- Given request
Render the records below as a numbered list, skipping blank lines, from the first line up to and including the line with "pixel 449 320".

- Material for this exercise
┌────────
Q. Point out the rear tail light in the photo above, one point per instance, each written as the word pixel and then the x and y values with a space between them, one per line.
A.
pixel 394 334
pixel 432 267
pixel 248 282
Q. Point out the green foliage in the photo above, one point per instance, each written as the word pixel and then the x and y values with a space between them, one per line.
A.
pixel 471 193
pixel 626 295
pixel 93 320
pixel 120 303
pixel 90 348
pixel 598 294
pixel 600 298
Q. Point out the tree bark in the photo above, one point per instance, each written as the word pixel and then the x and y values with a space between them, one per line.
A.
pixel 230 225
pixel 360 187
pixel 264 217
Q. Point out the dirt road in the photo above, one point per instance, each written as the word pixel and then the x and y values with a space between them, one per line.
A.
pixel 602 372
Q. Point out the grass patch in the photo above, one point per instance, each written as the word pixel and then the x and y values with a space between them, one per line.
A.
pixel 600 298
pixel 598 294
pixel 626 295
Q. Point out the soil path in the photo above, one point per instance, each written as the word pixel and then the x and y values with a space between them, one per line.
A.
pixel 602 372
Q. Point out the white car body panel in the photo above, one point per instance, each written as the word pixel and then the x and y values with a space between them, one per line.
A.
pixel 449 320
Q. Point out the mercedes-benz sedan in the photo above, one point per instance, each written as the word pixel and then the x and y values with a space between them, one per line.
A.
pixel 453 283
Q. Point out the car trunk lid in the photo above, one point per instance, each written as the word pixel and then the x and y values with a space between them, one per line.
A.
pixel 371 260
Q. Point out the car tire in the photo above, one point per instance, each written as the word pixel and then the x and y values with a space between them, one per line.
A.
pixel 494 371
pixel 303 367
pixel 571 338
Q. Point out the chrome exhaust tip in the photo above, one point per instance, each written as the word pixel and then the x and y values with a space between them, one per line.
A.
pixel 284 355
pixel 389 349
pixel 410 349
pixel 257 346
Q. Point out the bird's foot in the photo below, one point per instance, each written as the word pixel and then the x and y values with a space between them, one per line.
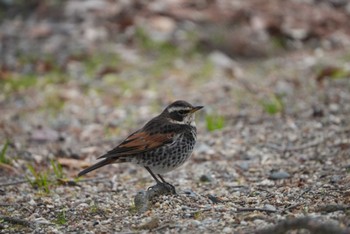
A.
pixel 162 188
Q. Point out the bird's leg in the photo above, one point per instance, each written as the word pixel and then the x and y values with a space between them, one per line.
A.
pixel 164 184
pixel 173 190
pixel 153 175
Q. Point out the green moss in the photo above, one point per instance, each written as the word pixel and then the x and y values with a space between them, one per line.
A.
pixel 273 105
pixel 214 122
pixel 38 179
pixel 3 158
pixel 61 218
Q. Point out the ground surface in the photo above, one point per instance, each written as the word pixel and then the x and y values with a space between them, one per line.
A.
pixel 273 138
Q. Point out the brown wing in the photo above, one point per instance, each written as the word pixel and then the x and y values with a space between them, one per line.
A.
pixel 140 142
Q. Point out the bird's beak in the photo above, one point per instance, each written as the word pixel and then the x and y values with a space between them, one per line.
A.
pixel 196 108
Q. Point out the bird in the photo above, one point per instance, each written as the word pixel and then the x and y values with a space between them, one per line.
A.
pixel 163 144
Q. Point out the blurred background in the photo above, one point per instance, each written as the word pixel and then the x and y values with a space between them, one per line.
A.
pixel 76 77
pixel 77 74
└────────
- Task output
1. Q. Point out the rear tail light in the photo above, one point per instance, each written as the word pixel and then the x and y values with a space between them, one per line.
2. A.
3. pixel 394 334
4. pixel 432 267
5. pixel 248 282
6. Q. Point out the green foliage in the photo above, one point per instance, each written as the word pixel and then the x and y values with a space between them, one per line.
7. A.
8. pixel 471 193
9. pixel 626 295
10. pixel 93 320
11. pixel 120 303
12. pixel 90 348
13. pixel 598 294
14. pixel 600 298
15. Q. Point out the tree bark in the photo above, one point per instance, each written as the word pixel and then the x and y values with a space between them, one per line.
16. A.
17. pixel 230 225
18. pixel 360 187
19. pixel 264 217
20. Q. Point out the dirt road in the photo above, one point per instance, each written as the word pixel and then the x and y values with a space between them, one per line.
21. A.
22. pixel 602 372
23. Q. Point out the grass patch in the photo above, one point per instance, each written as the word pixel and then the x and y values with a space between them, one per line.
24. A.
25. pixel 600 298
26. pixel 598 294
27. pixel 626 295
28. Q. Point out the soil path in the photo above, one point per instance, each written as the word pixel and then the x and y values with a space between them, one per line.
29. A.
30. pixel 602 372
31. Q. Point out the white car body panel in the photo above, one point per instance, each written as the word pixel and then the x and y values with a space between them, one per line.
32. A.
33. pixel 449 320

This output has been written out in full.